Question

Let $f,g:R\to R$ be two functions defined by $f\left(x\right)=\{\begin{array}{cc}xsin\left(\frac{1}{x}\right)& x\ne 0\\ 0& x=0\end{array}$, and $g\left(x\right)=xf\left(x\right)$
Statement I : $f$ is a continuous function at $x=0$
Statement II : $g$ is a differentiable function at $x=0$

• A. Both statements I and II are false.
• B. Both statements I and II are true.
• C. Statement I is true, statement II is false.
• D. Statement I is false, statement II is true.

Answer 1

The correct option is B Both statements I and II are true.

* _WRITTEN REQUEST_
Extend the multiple-choice problem about the continuity of f and the differentiability of g at x = 0, picking up after its final sentence.

* _RECORDS SUPPLIED_
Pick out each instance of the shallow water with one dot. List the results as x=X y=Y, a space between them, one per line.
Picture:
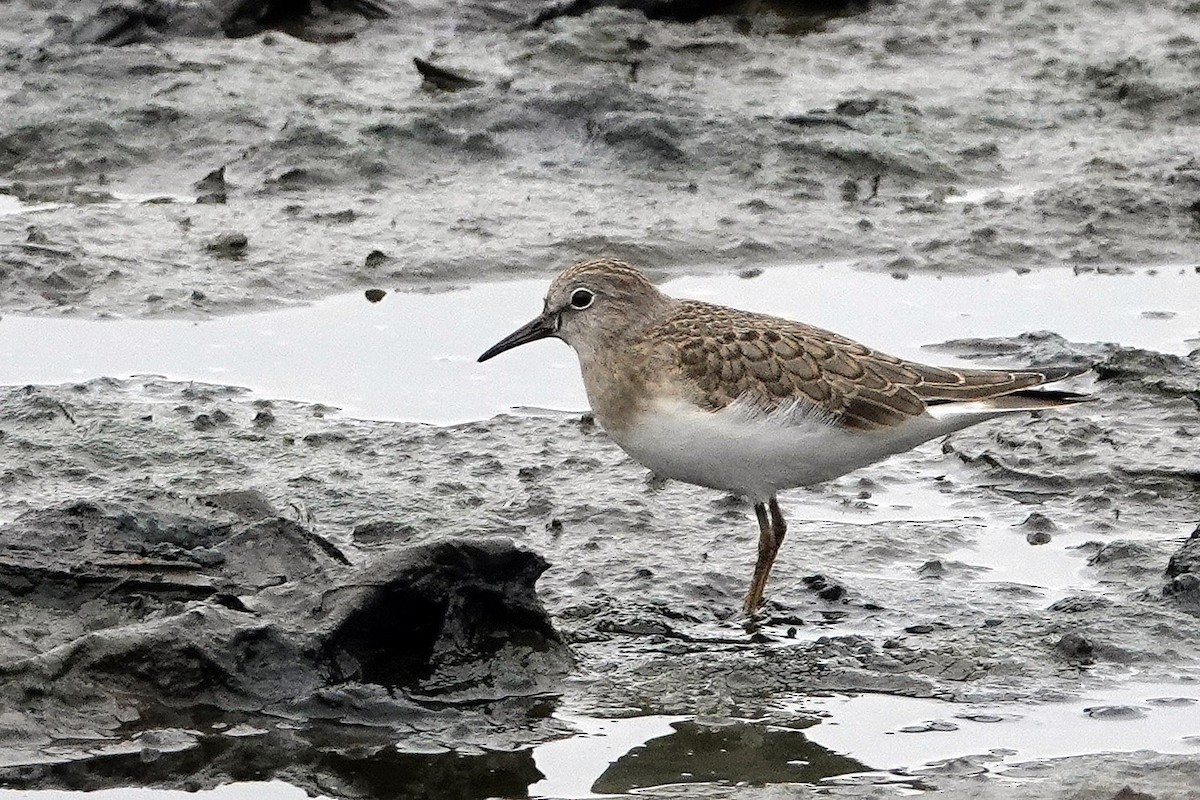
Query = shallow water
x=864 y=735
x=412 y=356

--

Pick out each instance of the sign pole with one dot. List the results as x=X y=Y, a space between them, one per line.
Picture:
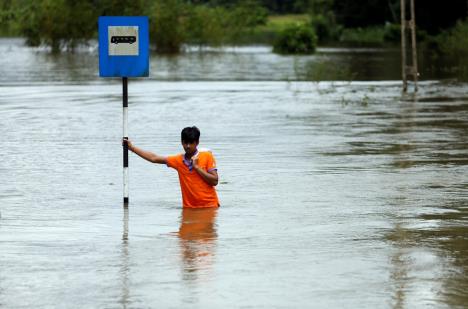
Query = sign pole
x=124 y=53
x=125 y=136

* _ANSWER TO THIS PROBLEM_
RHL$=\underset{h\to 0^{+}}{lim}h\sin \left(\frac{1}{h}\right)=0\times$ finite number $=0$
LHL$=\underset{h\to 0^{-}}{lim}(-h)\sin (-\frac{1}{h})=\underset{h\to 0^{-}}{lim}h\sin \left(\frac{1}{h}\right)=0\times$ finite number $=0$
$f\left(0\right)=0$
Hence,$f$ is continuous at $x=0$
$g\left(x\right)=xf\left(x\right)=x^2\sin \frac{1}{x}$ .
Clearly, $g\left(0\right)=0$
$g^{\prime }\left(x\right)=\underset{h\to 0}{lim}\frac{g(x+h)-g\left(x\right)}{h}$
$g^{\prime }\left(0\right)=\underset{h\to 0}{lim}\frac{{\left(h\right)}^{2}sin\left(\frac{1}{h}\right)-0}{h}$
$=0$ (finite )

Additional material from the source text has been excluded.